## What is expected:
Count the lines in the records below that contain the string "tree", treating uppercase and lowercase as different. Reply with only the number.

## Records provided:
....

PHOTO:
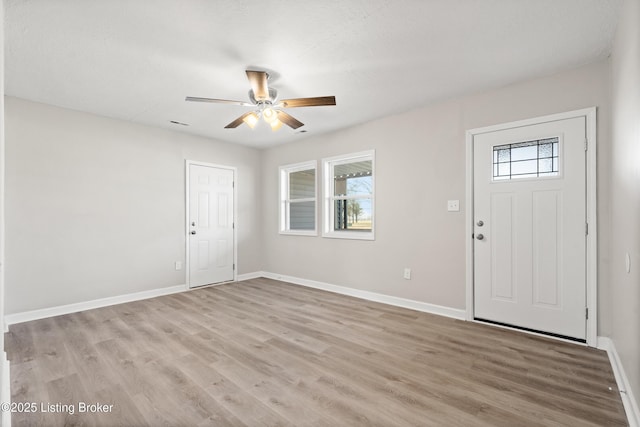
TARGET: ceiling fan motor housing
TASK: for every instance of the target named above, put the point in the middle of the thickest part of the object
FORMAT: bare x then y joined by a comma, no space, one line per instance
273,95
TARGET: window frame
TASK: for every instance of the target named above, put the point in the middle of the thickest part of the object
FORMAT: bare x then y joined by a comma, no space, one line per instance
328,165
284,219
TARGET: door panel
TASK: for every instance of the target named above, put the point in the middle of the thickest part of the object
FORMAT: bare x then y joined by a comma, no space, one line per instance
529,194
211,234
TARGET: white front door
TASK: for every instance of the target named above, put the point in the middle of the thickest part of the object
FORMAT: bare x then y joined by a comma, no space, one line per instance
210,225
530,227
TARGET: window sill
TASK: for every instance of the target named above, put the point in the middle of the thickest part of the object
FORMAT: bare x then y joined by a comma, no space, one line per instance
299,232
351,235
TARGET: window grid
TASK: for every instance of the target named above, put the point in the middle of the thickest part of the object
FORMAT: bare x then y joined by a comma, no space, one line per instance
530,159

....

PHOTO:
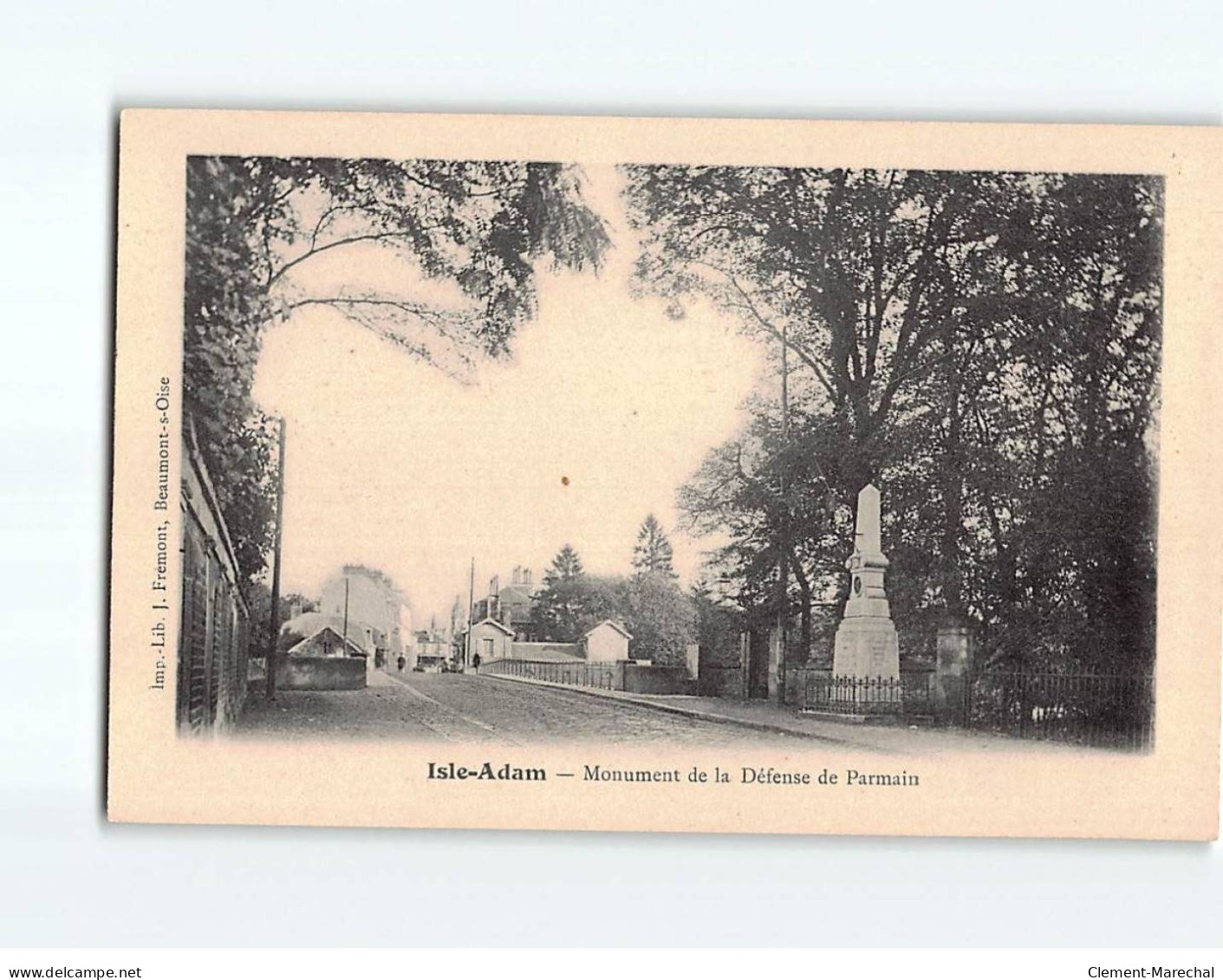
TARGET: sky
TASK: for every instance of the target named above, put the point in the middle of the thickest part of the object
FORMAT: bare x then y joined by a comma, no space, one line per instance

....

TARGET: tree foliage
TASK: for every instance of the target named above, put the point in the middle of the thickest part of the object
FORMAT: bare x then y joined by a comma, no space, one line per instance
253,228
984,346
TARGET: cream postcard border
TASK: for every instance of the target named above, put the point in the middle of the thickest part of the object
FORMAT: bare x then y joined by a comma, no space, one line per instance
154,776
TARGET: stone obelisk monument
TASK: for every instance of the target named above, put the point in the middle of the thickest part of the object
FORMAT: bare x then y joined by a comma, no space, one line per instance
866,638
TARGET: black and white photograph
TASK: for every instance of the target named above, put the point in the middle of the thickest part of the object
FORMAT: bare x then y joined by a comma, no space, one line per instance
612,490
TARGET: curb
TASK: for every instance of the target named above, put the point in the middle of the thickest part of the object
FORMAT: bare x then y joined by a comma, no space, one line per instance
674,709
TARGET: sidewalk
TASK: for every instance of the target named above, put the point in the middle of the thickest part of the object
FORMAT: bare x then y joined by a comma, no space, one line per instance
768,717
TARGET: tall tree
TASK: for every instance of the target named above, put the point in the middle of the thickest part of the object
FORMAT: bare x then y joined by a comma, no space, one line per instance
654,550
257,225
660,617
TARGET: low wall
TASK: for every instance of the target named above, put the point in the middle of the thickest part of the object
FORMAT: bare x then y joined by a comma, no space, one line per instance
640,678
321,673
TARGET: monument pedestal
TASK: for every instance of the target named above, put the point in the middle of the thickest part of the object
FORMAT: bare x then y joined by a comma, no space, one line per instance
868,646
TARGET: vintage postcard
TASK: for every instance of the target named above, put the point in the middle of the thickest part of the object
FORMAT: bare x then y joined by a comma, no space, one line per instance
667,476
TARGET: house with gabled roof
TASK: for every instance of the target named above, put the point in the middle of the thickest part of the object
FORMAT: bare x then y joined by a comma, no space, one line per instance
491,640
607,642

....

## Full response:
2